— Task details —
Write out each item below word for word, with no changes.
* begin The records *
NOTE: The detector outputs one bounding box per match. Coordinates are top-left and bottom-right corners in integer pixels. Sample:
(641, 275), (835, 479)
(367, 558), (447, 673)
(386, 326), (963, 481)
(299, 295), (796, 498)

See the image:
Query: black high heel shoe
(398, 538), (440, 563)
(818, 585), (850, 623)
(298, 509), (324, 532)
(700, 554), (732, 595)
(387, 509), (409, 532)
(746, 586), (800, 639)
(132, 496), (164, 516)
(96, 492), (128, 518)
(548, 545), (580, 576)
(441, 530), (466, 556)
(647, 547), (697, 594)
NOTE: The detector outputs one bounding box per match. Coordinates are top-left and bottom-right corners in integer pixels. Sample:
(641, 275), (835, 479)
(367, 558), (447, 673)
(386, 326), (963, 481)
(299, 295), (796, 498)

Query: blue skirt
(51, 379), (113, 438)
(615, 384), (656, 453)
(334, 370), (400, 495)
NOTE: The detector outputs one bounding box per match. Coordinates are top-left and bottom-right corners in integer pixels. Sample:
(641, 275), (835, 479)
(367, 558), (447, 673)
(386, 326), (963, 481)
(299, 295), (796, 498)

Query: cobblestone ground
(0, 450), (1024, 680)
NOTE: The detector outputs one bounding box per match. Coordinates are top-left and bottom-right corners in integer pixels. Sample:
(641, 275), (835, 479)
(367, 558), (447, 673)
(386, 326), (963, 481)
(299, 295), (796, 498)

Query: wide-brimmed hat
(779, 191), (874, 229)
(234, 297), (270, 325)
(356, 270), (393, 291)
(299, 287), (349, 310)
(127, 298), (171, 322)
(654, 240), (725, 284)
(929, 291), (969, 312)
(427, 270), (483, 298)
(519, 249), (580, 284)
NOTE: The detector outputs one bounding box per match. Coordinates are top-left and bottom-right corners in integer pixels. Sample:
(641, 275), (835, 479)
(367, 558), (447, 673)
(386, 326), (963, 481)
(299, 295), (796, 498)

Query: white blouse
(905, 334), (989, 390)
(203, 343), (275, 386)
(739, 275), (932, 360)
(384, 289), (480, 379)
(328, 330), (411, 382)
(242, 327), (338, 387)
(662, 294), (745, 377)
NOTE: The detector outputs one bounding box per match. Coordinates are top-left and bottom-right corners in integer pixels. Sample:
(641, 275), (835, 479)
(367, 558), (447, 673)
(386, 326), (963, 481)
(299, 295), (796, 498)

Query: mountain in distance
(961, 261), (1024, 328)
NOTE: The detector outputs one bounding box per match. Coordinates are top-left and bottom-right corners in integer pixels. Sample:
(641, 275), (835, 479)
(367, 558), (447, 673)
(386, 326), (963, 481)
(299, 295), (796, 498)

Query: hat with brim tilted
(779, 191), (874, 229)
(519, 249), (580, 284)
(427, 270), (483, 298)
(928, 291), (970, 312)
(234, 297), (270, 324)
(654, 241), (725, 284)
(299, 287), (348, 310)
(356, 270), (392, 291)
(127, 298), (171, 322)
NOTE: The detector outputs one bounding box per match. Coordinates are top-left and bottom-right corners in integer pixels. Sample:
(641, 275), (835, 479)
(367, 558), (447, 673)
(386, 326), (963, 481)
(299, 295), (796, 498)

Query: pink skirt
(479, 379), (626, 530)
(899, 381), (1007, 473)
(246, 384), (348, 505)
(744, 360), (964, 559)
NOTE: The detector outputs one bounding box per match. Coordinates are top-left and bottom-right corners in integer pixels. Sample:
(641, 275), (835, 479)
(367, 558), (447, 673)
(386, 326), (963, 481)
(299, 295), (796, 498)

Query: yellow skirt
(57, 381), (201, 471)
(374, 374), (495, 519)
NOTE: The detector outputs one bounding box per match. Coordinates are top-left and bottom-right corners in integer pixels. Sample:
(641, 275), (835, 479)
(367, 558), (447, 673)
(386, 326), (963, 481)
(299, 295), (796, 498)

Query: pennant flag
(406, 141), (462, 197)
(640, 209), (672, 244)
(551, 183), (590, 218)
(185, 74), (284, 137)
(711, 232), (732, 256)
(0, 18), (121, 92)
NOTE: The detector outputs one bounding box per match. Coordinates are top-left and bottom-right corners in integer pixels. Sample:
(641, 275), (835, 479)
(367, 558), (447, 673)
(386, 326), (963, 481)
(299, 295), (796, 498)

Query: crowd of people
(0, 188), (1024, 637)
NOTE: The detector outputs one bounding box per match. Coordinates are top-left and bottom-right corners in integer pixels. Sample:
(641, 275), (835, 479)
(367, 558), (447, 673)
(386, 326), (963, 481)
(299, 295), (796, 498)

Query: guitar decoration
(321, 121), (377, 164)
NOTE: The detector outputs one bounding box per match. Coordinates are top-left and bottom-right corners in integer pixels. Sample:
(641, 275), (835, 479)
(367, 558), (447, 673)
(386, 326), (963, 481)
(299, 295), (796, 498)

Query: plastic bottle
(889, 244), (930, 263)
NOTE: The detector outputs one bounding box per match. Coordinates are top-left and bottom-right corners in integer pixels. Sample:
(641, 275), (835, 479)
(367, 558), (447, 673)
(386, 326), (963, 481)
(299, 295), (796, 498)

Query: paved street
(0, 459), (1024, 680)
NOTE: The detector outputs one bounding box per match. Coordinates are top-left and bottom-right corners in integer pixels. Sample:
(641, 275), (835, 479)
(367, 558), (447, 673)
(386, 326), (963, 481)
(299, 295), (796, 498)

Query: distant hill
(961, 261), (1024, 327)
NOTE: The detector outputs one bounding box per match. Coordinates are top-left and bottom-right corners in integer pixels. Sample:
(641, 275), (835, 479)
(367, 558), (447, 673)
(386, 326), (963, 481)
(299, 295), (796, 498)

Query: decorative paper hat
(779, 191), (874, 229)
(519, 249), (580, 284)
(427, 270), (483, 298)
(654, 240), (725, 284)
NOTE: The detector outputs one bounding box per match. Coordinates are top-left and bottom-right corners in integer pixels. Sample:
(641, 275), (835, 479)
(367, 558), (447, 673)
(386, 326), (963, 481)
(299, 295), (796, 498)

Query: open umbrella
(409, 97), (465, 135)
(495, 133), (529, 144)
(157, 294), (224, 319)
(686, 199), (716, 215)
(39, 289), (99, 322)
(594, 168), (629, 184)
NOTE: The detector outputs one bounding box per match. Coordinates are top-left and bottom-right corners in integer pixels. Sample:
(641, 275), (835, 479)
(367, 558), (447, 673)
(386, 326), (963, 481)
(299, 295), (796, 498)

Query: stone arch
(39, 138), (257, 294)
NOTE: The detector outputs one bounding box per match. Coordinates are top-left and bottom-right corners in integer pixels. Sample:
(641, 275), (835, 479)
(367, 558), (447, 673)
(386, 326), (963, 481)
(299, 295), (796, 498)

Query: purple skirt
* end The records *
— Solution to this problem —
NOTE: The detector outputs one bounding box per match. Coordinates are top-left and bottom-right corners in integer pixels. Sample:
(641, 275), (835, 479)
(367, 558), (447, 673)
(386, 326), (963, 481)
(299, 295), (796, 498)

See the image:
Query: black high heel shoe
(398, 538), (440, 563)
(818, 585), (850, 623)
(298, 509), (324, 532)
(700, 554), (732, 595)
(387, 509), (409, 532)
(746, 586), (800, 639)
(132, 496), (164, 516)
(96, 492), (128, 518)
(548, 545), (580, 576)
(441, 530), (466, 556)
(647, 547), (697, 594)
NOTE: The detector outputs one bounding box per match. Coordinates are top-left and bottom-right corners in integer pixels. Sample:
(641, 275), (835, 479)
(367, 558), (447, 673)
(386, 326), (963, 481)
(299, 295), (796, 498)

Query: blue skirt
(51, 379), (113, 438)
(615, 384), (656, 453)
(334, 370), (400, 495)
NOTE: The detector outputs one bounding box per match. Coordinates are top-left and bottom-right corners in integer pixels. Sample:
(641, 275), (835, 479)
(367, 558), (447, 673)
(386, 326), (963, 481)
(299, 295), (796, 498)

Query: cobblestone ground
(0, 450), (1024, 680)
NOTE: The detector outputs one bounding box per match. Coordinates are top-left and bottom-right corners in integer pixels. Sample:
(641, 275), (835, 479)
(367, 558), (447, 673)
(386, 326), (963, 481)
(299, 295), (796, 498)

Query: wide-brimmed hat
(779, 191), (874, 229)
(234, 297), (270, 325)
(356, 270), (393, 291)
(299, 287), (349, 310)
(127, 298), (171, 322)
(654, 240), (725, 284)
(929, 291), (969, 312)
(427, 270), (483, 298)
(519, 249), (580, 284)
NOTE: The detector outputs one bounding box per match. Coordinates are top-left and bottom-right corners in integer pixels. Sample:
(641, 275), (835, 479)
(367, 558), (447, 673)
(386, 326), (963, 481)
(299, 295), (796, 498)

Query: white blouse
(905, 334), (989, 390)
(203, 343), (275, 386)
(739, 275), (932, 360)
(384, 289), (480, 379)
(328, 330), (411, 382)
(242, 327), (338, 387)
(662, 294), (745, 377)
NOTE: The detector outputs one bounding box per match. Coordinates are top-left and bottom-right corners in integer pixels. Sample:
(641, 275), (835, 479)
(367, 558), (447, 673)
(386, 326), (963, 481)
(299, 295), (796, 498)

Query: mountain in distance
(961, 261), (1024, 328)
NOTE: The detector outputs one bounding box per match. Coordinates are top-left and bottom-right corners in integer pixels. Sample:
(641, 275), (835, 479)
(367, 558), (447, 673)
(386, 326), (963, 481)
(299, 295), (796, 498)

Query: hat with brim tilted
(779, 191), (874, 229)
(519, 249), (580, 284)
(427, 270), (483, 298)
(928, 291), (970, 312)
(234, 297), (270, 324)
(654, 241), (725, 284)
(299, 287), (348, 310)
(356, 270), (392, 291)
(127, 298), (171, 322)
NOTE: The detector outputs one bounding box per match. Coordinates are top-left and bottom-right corners in integer pixels. Sample:
(641, 275), (835, 479)
(367, 558), (447, 673)
(386, 326), (963, 481)
(299, 295), (796, 498)

Query: pink skirt
(479, 379), (626, 530)
(899, 381), (1007, 473)
(246, 384), (348, 505)
(744, 360), (964, 559)
NOTE: The detector outputs one bounding box per match. Coordinates are top-left and bottom-right corners in integer pixels. Sample:
(641, 275), (835, 479)
(367, 558), (447, 673)
(386, 326), (963, 481)
(299, 295), (796, 498)

Query: yellow skirt
(57, 381), (201, 471)
(374, 374), (495, 519)
NOTE: The detector outputs one bounding box per match. Coordinates are top-left and bottom-right corners in integer pixels. Sample:
(641, 275), (835, 479)
(367, 558), (447, 673)
(386, 326), (963, 481)
(299, 295), (796, 498)

Query: pennant flag
(406, 141), (462, 197)
(640, 209), (672, 244)
(551, 183), (590, 218)
(185, 74), (284, 137)
(711, 232), (732, 256)
(0, 18), (121, 92)
NOTE: The detector outputs one bounding box per match. Coordinates are top-left and bottom-right corners in integer pixels. Sample:
(641, 275), (835, 479)
(367, 558), (447, 673)
(386, 326), (963, 481)
(299, 295), (796, 498)

Query: crowd of people
(0, 188), (1024, 637)
NOTE: The detector outputs one bounding box per match. Coordinates are top-left and bottom-right corners in integer pixels. Sample:
(641, 275), (835, 479)
(367, 558), (447, 673)
(386, 326), (963, 481)
(299, 295), (796, 498)

Query: guitar decoration
(321, 121), (377, 164)
NOTE: The detector outputs one bounding box per match. Coordinates are top-left and bottom-right corners in integer pixels. Sample:
(641, 275), (835, 479)
(367, 558), (447, 673)
(386, 326), (963, 481)
(299, 295), (796, 498)

Query: plastic bottle
(889, 244), (930, 263)
NOTE: The detector outputs one bounding box per match. Coordinates are top-left and bottom-right corners in integer pixels. Sample:
(641, 275), (835, 479)
(367, 558), (447, 673)
(386, 326), (963, 481)
(299, 295), (796, 498)

Query: paved street
(0, 459), (1024, 680)
NOTE: The detector outputs one bounding box per match. Coordinates are top-left and bottom-right corners in integer pixels. Sample:
(641, 275), (835, 479)
(367, 558), (447, 673)
(386, 326), (963, 481)
(299, 295), (796, 498)

Query: distant hill
(961, 261), (1024, 327)
NOTE: The detector outputs one bounding box per match. Coordinates are top-left and bottom-right corners in integer pixels. Sample:
(641, 275), (835, 479)
(367, 558), (447, 673)
(386, 326), (963, 481)
(299, 295), (796, 498)

Query: decorative paper hat
(779, 191), (874, 229)
(519, 249), (580, 284)
(427, 270), (483, 298)
(654, 240), (725, 284)
NOTE: The detector outputs one bounding box per match. Coordinates are top-left and bottom-right corners in integer pixels. Sample:
(641, 275), (835, 479)
(367, 558), (447, 673)
(386, 326), (963, 481)
(299, 295), (796, 498)

Query: open umbrella
(409, 97), (465, 135)
(495, 133), (529, 144)
(157, 294), (224, 319)
(686, 199), (716, 215)
(39, 289), (99, 322)
(594, 168), (629, 184)
NOTE: The detector outputs one bounding box per match. Coordinates are top-left and bottom-right corners in integer pixels. Sample:
(641, 275), (835, 479)
(367, 558), (447, 673)
(386, 326), (963, 481)
(299, 295), (796, 498)

Query: stone arch
(39, 138), (257, 294)
NOTE: The detector outputs one bounding box per match. Coordinates are top-left and bottom-right corners in integer pixels. Sample:
(641, 275), (835, 479)
(367, 558), (447, 673)
(386, 326), (963, 481)
(299, 295), (796, 498)

Query: purple skirt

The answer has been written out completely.